= ACTION ITEM =
Up to the line containing "of the barred", nothing is kept; from that line through the end of the data below, output every line exactly.

= SUPPLIED RECORDS =

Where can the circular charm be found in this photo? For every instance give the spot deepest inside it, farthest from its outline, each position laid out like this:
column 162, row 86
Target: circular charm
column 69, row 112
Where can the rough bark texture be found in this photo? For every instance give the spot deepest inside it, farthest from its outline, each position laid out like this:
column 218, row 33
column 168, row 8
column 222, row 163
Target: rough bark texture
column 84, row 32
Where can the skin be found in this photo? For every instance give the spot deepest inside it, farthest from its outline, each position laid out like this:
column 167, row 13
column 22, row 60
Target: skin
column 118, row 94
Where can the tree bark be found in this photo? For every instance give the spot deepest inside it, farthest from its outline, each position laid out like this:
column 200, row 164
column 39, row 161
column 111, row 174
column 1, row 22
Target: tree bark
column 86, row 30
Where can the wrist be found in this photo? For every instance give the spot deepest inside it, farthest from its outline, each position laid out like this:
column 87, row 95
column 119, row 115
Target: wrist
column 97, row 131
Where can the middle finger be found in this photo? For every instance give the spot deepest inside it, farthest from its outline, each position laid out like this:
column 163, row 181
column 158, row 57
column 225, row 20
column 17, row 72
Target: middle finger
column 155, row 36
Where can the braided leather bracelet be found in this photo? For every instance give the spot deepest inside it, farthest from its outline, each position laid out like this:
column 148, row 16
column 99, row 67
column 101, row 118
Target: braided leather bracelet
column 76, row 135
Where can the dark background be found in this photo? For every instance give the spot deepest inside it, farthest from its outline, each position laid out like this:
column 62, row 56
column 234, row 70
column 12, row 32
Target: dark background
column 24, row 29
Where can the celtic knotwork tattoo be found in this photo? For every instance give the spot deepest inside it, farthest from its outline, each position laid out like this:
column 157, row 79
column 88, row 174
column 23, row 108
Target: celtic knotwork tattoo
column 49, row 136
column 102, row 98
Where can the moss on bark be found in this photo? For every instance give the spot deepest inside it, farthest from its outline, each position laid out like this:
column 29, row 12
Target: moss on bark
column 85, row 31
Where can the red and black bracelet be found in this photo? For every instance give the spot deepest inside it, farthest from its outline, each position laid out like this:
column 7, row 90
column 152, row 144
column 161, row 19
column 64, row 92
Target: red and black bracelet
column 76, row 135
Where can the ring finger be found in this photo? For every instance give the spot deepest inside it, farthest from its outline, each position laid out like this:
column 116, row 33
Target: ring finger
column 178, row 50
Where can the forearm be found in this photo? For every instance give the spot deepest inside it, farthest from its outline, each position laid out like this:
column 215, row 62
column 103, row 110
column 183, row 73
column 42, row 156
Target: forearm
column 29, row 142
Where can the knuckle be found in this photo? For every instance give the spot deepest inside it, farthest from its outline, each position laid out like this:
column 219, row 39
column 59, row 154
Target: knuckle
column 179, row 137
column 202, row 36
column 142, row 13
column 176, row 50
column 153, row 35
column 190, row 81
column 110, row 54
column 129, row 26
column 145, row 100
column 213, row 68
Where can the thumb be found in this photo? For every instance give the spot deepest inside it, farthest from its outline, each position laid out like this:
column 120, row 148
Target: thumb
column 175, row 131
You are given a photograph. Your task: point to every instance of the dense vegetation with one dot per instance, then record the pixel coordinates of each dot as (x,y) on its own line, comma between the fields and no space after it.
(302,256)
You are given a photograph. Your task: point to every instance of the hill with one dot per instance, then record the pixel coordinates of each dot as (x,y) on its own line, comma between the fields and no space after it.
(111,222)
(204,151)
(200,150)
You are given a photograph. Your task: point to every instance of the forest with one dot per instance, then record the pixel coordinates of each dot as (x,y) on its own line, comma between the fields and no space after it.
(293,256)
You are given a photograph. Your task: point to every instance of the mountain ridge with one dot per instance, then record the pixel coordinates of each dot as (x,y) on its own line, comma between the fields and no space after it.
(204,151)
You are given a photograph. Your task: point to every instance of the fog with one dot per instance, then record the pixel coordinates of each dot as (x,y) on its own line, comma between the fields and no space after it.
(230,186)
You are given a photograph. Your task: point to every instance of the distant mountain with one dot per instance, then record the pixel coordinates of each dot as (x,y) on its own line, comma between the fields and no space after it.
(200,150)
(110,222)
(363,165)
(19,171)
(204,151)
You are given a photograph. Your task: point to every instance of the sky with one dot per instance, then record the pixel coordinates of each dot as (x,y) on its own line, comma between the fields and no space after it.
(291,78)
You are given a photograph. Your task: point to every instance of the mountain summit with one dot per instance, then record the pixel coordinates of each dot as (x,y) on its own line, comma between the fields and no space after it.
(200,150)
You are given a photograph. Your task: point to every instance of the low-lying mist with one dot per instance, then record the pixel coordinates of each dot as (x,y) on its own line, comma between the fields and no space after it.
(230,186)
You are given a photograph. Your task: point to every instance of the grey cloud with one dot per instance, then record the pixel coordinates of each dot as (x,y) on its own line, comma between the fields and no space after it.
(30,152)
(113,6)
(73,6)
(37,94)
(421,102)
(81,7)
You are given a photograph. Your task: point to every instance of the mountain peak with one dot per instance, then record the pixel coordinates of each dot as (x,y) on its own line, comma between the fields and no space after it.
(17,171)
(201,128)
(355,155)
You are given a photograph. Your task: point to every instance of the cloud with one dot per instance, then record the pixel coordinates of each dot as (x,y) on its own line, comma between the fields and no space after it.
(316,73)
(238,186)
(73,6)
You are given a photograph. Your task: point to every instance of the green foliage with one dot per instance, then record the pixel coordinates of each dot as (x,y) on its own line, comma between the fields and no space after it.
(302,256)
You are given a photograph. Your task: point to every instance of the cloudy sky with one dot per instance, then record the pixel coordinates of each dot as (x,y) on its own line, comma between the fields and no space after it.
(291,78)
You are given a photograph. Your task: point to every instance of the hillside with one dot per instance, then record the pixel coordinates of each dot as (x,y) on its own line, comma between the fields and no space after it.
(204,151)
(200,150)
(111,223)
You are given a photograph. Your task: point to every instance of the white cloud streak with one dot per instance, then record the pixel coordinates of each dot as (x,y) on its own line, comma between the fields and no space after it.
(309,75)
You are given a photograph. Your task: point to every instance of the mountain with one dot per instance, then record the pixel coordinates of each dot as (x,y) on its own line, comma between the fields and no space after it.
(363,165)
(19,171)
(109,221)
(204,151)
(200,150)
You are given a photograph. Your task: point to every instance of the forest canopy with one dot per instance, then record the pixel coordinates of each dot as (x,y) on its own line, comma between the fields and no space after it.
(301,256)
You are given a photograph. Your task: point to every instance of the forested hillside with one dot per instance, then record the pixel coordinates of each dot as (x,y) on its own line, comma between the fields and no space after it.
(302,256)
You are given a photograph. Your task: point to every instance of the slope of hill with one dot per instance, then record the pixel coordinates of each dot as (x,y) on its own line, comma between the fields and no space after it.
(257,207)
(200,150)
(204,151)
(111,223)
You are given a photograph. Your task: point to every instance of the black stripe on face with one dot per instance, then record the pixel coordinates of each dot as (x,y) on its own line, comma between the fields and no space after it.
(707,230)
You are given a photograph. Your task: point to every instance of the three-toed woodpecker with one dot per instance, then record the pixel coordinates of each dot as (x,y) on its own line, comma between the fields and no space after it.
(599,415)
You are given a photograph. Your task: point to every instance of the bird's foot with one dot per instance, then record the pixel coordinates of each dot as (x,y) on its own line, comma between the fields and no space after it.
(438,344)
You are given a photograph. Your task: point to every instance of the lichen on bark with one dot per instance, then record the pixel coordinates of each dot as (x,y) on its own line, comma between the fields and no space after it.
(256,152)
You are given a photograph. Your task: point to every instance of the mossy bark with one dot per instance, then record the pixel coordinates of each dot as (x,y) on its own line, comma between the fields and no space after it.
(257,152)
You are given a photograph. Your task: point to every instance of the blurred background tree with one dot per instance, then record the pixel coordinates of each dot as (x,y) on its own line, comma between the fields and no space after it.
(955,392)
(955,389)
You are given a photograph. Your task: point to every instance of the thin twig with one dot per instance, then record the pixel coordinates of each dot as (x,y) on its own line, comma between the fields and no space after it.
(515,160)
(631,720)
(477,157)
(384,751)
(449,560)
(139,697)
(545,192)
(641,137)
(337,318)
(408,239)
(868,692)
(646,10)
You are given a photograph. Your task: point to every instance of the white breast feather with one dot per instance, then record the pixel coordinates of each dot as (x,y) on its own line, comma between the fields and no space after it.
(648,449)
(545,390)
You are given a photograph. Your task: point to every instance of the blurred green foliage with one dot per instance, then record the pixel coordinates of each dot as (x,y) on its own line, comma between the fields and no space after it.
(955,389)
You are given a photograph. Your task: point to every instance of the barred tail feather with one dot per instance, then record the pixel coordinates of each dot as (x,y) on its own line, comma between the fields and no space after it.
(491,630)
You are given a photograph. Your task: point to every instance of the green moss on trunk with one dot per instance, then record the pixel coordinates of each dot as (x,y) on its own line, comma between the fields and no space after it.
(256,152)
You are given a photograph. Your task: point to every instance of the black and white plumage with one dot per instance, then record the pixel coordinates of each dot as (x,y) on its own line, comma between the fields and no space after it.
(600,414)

= ANSWER AREA =
You are given a photograph. Your task: point to every instance of the barred tail feather with one dot per instance, then record the pixel coordinates of each dot as (x,y) on its own line, comma between the fields and no space after it.
(491,630)
You are given a photograph. Your task: point to every instance of the green moss on trunk with one dot per instance, then record the pixel coordinates of each dot as (x,y) on its own line, comma between the fields and no space after it.
(256,152)
You are given a photograph. Your task: point to every instance of the black and white plumage with one dot per instance, then record the pixel coordinates of each dot as (x,y) on its own line, comma between the fields and no space after it.
(600,414)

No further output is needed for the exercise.